**PROBLEM DETAILS:** What is needed is an exact transcription of every entry below.

*** Opening of EXTRACTED ENTRIES ***

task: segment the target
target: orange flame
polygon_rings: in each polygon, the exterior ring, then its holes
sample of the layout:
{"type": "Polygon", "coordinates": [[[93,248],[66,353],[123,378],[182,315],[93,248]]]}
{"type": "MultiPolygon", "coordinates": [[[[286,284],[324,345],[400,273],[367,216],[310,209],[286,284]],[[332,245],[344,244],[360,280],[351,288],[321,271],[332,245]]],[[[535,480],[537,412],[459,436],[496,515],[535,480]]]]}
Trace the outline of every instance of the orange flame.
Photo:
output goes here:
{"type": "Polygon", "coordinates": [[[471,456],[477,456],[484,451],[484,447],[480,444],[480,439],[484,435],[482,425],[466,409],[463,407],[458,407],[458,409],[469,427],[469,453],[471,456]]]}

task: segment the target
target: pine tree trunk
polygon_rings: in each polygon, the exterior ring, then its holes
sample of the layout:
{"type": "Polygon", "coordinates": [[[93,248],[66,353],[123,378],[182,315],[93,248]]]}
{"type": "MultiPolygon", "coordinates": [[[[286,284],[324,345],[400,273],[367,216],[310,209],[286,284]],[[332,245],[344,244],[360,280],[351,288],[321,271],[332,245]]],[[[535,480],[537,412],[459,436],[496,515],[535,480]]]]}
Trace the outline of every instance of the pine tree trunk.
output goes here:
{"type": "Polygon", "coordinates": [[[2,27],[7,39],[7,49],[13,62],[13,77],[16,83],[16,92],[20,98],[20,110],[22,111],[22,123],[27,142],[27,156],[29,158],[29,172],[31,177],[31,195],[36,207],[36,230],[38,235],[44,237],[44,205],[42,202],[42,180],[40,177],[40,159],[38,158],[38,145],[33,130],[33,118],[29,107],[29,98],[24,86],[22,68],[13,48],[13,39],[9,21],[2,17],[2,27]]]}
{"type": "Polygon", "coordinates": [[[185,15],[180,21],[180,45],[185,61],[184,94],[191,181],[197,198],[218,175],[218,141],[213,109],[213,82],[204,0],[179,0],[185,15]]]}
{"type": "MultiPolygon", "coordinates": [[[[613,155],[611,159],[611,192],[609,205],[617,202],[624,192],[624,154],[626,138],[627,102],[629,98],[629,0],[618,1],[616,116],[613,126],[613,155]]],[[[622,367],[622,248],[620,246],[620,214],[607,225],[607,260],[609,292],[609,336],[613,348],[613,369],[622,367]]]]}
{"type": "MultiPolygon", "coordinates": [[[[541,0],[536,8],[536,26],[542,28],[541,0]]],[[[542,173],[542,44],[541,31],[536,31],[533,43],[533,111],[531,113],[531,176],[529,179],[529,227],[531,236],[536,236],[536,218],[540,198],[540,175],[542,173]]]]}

*** Close of EXTRACTED ENTRIES ***

**TASK RESULT:**
task: segment the target
target: orange flame
polygon_rings: in each polygon, the exterior ring, then its holes
sample of the layout:
{"type": "Polygon", "coordinates": [[[93,248],[66,353],[123,378],[182,315],[93,248]]]}
{"type": "MultiPolygon", "coordinates": [[[[286,284],[324,345],[400,273],[367,216],[310,209],[286,284]],[[332,245],[344,244],[360,280],[351,288],[321,271],[332,245]]],[[[535,480],[537,412],[459,436],[496,515],[535,480]]]]}
Trace the outline of every instance of the orange flame.
Photo:
output goes here:
{"type": "Polygon", "coordinates": [[[471,456],[477,456],[484,451],[484,447],[480,444],[480,439],[484,435],[482,425],[466,409],[463,407],[458,407],[458,409],[469,427],[469,453],[471,456]]]}

task: segment the target
target: pine tree trunk
polygon_rings: in each polygon, the exterior ring, then its holes
sample of the layout:
{"type": "Polygon", "coordinates": [[[93,248],[66,353],[123,378],[182,315],[93,248]]]}
{"type": "MultiPolygon", "coordinates": [[[[286,284],[324,345],[400,273],[367,216],[310,209],[286,284]],[[332,245],[344,244],[360,280],[351,288],[321,271],[332,245]]],[[[535,480],[537,412],[459,436],[496,515],[535,480]]]]}
Trace the outline of every instance of the pine tree trunk.
output goes here:
{"type": "Polygon", "coordinates": [[[2,27],[7,39],[7,49],[13,62],[13,77],[16,83],[16,92],[20,98],[20,110],[22,111],[22,123],[27,142],[27,156],[29,158],[29,172],[31,177],[31,195],[36,207],[36,230],[38,235],[44,237],[44,205],[42,202],[42,180],[40,177],[40,159],[38,158],[38,145],[33,130],[33,118],[29,107],[29,98],[24,86],[22,68],[13,48],[13,39],[9,21],[2,17],[2,27]]]}
{"type": "Polygon", "coordinates": [[[185,15],[180,21],[180,45],[185,61],[184,94],[191,181],[197,198],[218,175],[218,141],[213,109],[213,82],[204,0],[179,0],[185,15]]]}
{"type": "MultiPolygon", "coordinates": [[[[613,155],[611,159],[611,192],[609,205],[617,202],[624,192],[624,154],[626,138],[627,102],[629,98],[629,0],[618,1],[616,116],[613,126],[613,155]]],[[[622,367],[622,248],[620,246],[620,214],[607,225],[607,260],[609,292],[609,336],[613,348],[613,369],[622,367]]]]}
{"type": "MultiPolygon", "coordinates": [[[[541,0],[536,8],[536,26],[542,28],[541,0]]],[[[542,173],[542,44],[541,31],[536,31],[533,43],[533,111],[531,113],[531,176],[529,179],[529,227],[531,236],[536,236],[536,218],[540,198],[540,175],[542,173]]]]}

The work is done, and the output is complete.